Exercise description: Lines with "target": state how many there are in the records below, and nothing else.

━━━ Listed records

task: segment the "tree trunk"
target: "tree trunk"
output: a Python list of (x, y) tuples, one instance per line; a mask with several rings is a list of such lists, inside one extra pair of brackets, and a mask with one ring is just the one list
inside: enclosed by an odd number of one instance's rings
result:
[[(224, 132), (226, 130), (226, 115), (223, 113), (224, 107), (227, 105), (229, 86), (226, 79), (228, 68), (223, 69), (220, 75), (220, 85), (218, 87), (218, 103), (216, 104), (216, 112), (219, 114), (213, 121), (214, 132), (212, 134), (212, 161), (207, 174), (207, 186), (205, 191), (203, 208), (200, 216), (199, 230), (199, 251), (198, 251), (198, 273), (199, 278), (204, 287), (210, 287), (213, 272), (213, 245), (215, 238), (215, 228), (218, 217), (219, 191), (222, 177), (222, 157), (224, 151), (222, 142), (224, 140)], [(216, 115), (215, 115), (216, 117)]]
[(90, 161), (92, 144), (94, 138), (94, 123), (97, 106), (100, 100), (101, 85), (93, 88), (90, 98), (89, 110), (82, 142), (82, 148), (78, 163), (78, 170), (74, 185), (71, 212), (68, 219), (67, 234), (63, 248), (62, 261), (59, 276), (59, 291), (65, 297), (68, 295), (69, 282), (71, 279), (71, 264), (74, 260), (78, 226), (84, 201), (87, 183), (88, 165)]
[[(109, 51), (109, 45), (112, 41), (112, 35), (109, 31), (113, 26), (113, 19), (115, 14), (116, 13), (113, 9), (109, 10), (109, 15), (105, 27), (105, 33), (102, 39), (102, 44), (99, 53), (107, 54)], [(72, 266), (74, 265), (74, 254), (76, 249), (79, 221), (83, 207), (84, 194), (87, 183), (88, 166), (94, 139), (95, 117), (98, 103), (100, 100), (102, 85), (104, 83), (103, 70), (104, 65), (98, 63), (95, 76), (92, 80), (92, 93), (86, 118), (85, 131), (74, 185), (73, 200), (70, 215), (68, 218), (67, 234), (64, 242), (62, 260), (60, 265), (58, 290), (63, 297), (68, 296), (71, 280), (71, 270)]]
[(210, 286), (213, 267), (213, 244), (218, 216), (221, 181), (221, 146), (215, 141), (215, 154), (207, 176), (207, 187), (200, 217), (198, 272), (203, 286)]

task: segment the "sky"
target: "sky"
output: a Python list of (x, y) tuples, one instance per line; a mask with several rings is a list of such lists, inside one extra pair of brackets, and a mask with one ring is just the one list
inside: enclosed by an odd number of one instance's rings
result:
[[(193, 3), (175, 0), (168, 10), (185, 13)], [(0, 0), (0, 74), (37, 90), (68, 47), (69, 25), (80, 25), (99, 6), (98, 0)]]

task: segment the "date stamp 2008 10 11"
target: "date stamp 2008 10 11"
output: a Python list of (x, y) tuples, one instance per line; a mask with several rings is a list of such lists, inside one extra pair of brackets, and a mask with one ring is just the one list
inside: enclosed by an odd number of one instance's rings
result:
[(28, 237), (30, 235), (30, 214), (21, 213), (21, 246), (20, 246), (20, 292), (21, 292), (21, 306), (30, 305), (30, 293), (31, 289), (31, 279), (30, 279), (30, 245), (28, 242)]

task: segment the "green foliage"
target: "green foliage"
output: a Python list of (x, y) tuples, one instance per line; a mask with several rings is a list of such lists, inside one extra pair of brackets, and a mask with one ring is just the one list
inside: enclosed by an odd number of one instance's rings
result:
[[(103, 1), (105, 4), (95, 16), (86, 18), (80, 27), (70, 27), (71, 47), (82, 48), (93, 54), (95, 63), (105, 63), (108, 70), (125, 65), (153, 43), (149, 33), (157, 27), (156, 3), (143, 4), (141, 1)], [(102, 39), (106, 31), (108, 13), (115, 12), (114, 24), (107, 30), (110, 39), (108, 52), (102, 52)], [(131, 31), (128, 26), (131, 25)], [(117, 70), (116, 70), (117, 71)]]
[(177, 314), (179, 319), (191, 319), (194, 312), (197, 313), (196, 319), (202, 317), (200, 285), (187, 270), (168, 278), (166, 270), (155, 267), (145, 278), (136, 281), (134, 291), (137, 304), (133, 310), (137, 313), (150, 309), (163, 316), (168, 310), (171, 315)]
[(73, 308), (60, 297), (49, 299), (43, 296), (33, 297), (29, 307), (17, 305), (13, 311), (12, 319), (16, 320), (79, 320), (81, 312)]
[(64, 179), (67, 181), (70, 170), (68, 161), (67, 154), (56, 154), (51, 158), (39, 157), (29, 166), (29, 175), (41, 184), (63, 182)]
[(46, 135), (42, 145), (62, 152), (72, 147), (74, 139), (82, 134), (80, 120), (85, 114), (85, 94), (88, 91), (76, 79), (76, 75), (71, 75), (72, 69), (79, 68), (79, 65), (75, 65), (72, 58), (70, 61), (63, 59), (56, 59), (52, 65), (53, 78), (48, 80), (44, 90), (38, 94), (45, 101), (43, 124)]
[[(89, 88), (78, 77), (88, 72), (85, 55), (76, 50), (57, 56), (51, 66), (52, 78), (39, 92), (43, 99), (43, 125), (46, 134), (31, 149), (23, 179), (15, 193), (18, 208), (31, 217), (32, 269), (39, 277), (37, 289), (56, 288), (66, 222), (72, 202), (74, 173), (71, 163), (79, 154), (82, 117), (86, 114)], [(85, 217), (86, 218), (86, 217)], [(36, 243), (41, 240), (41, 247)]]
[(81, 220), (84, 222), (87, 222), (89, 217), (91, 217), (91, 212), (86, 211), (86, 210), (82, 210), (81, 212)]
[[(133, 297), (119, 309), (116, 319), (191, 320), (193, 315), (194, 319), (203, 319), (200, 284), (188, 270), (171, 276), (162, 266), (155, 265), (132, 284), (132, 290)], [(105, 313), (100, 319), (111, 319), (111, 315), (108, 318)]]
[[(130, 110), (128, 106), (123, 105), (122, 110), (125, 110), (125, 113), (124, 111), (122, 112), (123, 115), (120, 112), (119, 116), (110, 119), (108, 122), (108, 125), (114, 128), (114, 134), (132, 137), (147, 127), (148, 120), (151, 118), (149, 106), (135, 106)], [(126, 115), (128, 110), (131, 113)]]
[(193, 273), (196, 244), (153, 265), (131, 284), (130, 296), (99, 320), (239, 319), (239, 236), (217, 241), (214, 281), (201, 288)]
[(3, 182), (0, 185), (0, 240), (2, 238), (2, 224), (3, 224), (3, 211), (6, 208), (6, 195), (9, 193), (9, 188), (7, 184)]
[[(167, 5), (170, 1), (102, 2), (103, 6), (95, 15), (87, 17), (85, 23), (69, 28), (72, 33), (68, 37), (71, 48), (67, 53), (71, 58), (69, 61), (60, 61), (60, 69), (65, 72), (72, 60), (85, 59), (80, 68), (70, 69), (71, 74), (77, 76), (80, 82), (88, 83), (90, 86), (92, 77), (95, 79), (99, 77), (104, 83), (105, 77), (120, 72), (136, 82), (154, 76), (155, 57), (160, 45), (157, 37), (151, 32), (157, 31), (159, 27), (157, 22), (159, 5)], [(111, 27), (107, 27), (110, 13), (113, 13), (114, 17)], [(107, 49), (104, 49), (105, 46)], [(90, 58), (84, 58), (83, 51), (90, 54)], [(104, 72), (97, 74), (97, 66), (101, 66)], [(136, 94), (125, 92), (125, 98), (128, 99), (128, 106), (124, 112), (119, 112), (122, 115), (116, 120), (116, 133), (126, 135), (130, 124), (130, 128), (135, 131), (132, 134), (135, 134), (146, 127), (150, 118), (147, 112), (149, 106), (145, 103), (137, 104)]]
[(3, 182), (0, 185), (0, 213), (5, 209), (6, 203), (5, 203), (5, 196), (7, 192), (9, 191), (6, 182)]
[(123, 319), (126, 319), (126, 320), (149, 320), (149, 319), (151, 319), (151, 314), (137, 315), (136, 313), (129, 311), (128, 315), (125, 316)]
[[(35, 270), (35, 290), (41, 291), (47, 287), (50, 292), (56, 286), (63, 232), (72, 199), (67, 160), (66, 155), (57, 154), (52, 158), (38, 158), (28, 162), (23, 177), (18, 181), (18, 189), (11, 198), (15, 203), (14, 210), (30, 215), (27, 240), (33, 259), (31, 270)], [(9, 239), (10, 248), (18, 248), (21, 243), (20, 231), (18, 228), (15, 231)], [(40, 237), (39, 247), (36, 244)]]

━━━━━━

Output of the task: 4